### What the task requires
Lay out the listing below as a Markdown table with the columns "No." and "Entry", from the line with "Return one point for each instance of the group" up to and including the last line of the listing, one line per row with blank lines omitted. Leave the pictures out.

### Provided data
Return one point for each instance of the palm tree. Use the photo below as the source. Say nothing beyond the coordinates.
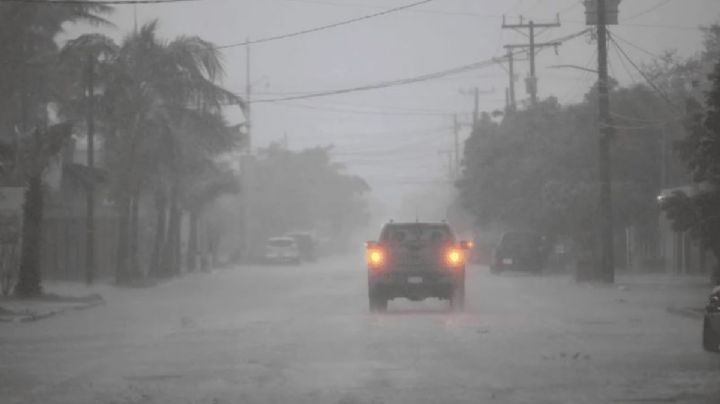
(29, 84)
(163, 109)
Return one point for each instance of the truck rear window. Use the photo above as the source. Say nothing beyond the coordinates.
(415, 233)
(281, 243)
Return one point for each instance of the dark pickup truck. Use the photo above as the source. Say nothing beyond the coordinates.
(416, 261)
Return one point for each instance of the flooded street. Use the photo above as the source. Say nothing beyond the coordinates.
(303, 334)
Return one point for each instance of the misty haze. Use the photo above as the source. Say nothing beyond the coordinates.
(359, 201)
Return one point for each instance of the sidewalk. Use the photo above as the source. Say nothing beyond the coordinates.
(59, 298)
(684, 295)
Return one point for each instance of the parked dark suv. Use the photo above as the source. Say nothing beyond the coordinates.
(711, 323)
(520, 250)
(416, 261)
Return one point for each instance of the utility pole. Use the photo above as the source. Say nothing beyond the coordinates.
(511, 71)
(248, 96)
(532, 46)
(247, 159)
(607, 256)
(476, 108)
(449, 155)
(456, 134)
(90, 195)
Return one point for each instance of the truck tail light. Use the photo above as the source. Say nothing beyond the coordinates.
(454, 257)
(375, 257)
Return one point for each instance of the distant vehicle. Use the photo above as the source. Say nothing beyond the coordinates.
(282, 250)
(306, 244)
(711, 323)
(416, 261)
(521, 251)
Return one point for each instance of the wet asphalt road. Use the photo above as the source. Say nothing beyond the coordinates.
(304, 335)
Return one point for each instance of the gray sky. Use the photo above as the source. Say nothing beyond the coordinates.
(433, 37)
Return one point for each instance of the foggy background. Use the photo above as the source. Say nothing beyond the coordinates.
(397, 138)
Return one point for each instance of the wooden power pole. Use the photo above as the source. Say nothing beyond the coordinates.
(606, 260)
(532, 47)
(90, 195)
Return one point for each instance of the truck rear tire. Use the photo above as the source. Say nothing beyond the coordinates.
(378, 304)
(711, 339)
(457, 300)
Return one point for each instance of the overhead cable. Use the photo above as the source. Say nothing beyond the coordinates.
(324, 27)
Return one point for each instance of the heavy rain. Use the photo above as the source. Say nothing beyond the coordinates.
(359, 201)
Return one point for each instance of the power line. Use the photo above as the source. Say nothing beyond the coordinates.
(109, 2)
(324, 27)
(363, 112)
(406, 81)
(428, 11)
(638, 47)
(386, 84)
(651, 9)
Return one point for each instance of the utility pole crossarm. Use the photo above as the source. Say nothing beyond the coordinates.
(555, 24)
(532, 46)
(537, 45)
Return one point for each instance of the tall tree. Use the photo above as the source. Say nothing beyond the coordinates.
(698, 212)
(164, 108)
(30, 84)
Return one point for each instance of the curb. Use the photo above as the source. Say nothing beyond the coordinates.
(688, 312)
(15, 317)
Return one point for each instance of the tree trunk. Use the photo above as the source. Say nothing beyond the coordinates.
(715, 275)
(29, 278)
(192, 248)
(172, 246)
(121, 263)
(134, 236)
(160, 234)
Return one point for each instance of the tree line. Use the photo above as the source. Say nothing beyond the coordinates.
(157, 109)
(536, 168)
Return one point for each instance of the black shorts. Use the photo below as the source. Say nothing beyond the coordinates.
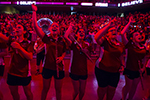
(77, 77)
(2, 70)
(48, 73)
(148, 71)
(131, 74)
(105, 78)
(15, 80)
(40, 56)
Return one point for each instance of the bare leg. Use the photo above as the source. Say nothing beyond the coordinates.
(1, 94)
(133, 88)
(101, 91)
(110, 92)
(14, 92)
(46, 86)
(76, 88)
(82, 86)
(58, 86)
(126, 88)
(27, 91)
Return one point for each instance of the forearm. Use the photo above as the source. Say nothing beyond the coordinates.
(27, 55)
(101, 32)
(124, 39)
(63, 55)
(125, 28)
(4, 38)
(2, 54)
(38, 30)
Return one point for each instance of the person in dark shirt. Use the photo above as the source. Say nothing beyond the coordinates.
(110, 63)
(78, 62)
(19, 71)
(55, 53)
(136, 52)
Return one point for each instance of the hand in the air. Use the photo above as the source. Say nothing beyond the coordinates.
(59, 59)
(34, 7)
(15, 45)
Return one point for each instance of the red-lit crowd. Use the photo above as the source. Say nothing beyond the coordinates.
(124, 47)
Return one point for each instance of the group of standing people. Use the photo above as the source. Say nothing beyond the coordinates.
(107, 69)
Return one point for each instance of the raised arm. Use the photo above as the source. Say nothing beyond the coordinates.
(67, 33)
(124, 38)
(35, 25)
(4, 38)
(98, 36)
(4, 52)
(26, 54)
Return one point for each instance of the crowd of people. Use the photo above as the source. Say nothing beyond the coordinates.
(117, 36)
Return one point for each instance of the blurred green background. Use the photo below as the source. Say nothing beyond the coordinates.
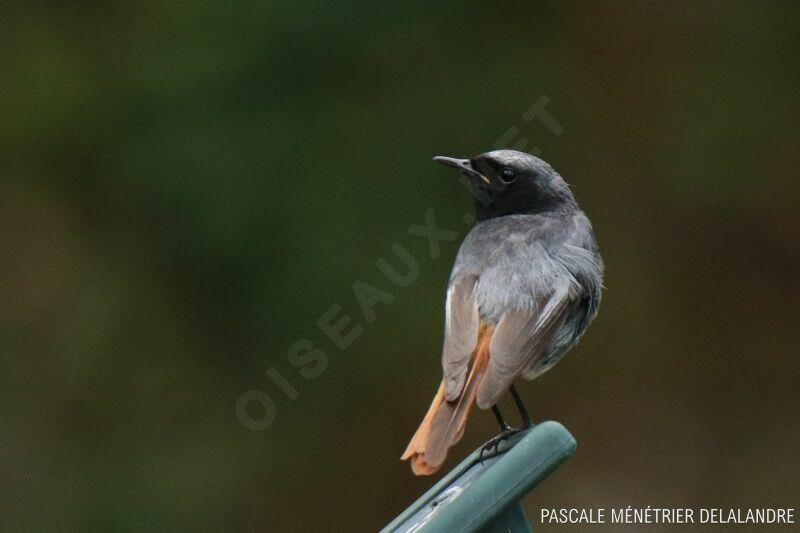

### Answer to the problem
| No. | Entry |
|---|---|
| 1 | Return one point for each instance of the group of standing people. Use the photo above as the source. Say nothing beyond the coordinates. |
| 2 | (107, 69) |
| 3 | Return one point for each instance of the raised arm. Use the photo above as the source. Say nothing beyond the coordinates. |
| 4 | (67, 33) |
| 5 | (124, 38) |
| 6 | (35, 25) |
| 7 | (4, 38) |
| 8 | (98, 36) |
| 9 | (4, 52) |
| 10 | (26, 54) |
| 11 | Return one point for each instance of the crowd of people. Use the photo above as the source. Say nothing beyond the coordinates. |
| 12 | (117, 36) |
| 13 | Return one point for each instance of the blurred green background. Use the photo below as the source. Say nothing beyond the coordinates. |